* Article:
::::::::::
# Databases > SQL Insert new column in the middle of a table

## Geek_Guest

*Question asked by visitor kiran* 

Can I insert a new column in the middle of an existing table?
Say I have created a table emp in order -> eno, ename, jobnow I want to insert a new column in between ename and job. If posble how?

----------


## jamesravid

In oracle, you can't do that. Between why do u need this? insert a new column in the middle of a table is not going to make any difference than appending a new column at the end.

could you tell us why you need this?

----------


## jainbrijesh

You can add that in the end, but can view that in middle using sql select statement by changing the sequence of columns as per your requirement.

----------


## jbanx

You can't do it but what you can do it is add at the end of the table with alter table add column statement !!!

----------


## debasisdas

That is not supported in oracle ,at least till version 10.2.0.

Actually it does not have any effect on data retrival and presentataion.

----------


## soorajsk_84

No u cannot  insert a new column in middle of table but to the last is possible with a alter command

----------


## kutty9585

i too have the same problem can anybody sort it out

----------


## pothilal

You can add a new column in the end, not in the middle.
inserting a new column in the middle of a table is not going to make any difference than appending a new column at the end.You can view that in middle using sql select statement by changing the sequence of columns as per your requirement.
::::::::::
Raw records

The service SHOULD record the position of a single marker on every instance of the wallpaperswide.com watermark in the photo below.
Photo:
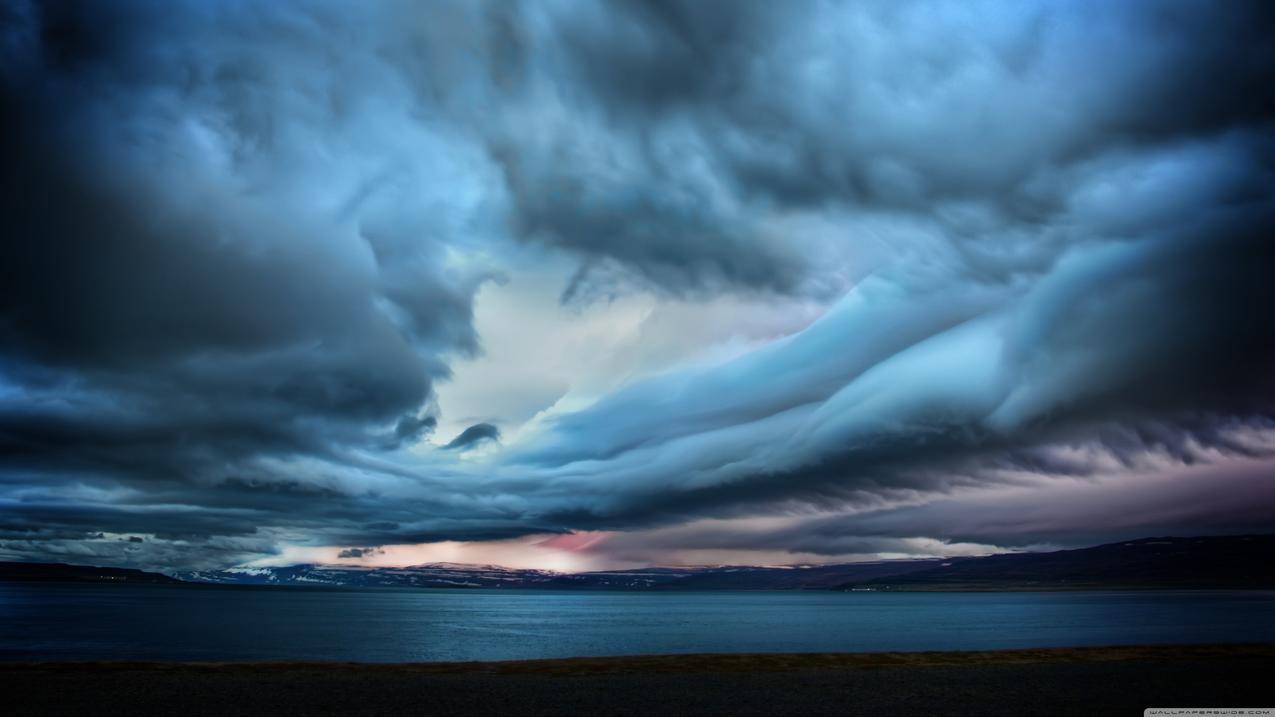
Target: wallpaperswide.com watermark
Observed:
(1208, 711)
::::::::::
* Work to complete:
• A. Output the passage of the forum thread between "## jainbrijesh" and "column statement !!!", inclusive.
• B. Condense the paragraph of the forum thread that begins "In oracle, you can't do that" into one shorter sentence that keeps its main facts.

* Expected responses:
• A.
## jainbrijesh

You can add that in the end, but can view that in middle using sql select statement by changing the sequence of columns as per your requirement.

----------


## jbanx

You can't do it but what you can do it is add at the end of the table with alter table add column statement !!!

• B. Oracle does not allow inserting a new column in the middle of a table, and doing so would make no difference compared with appending the column at the end.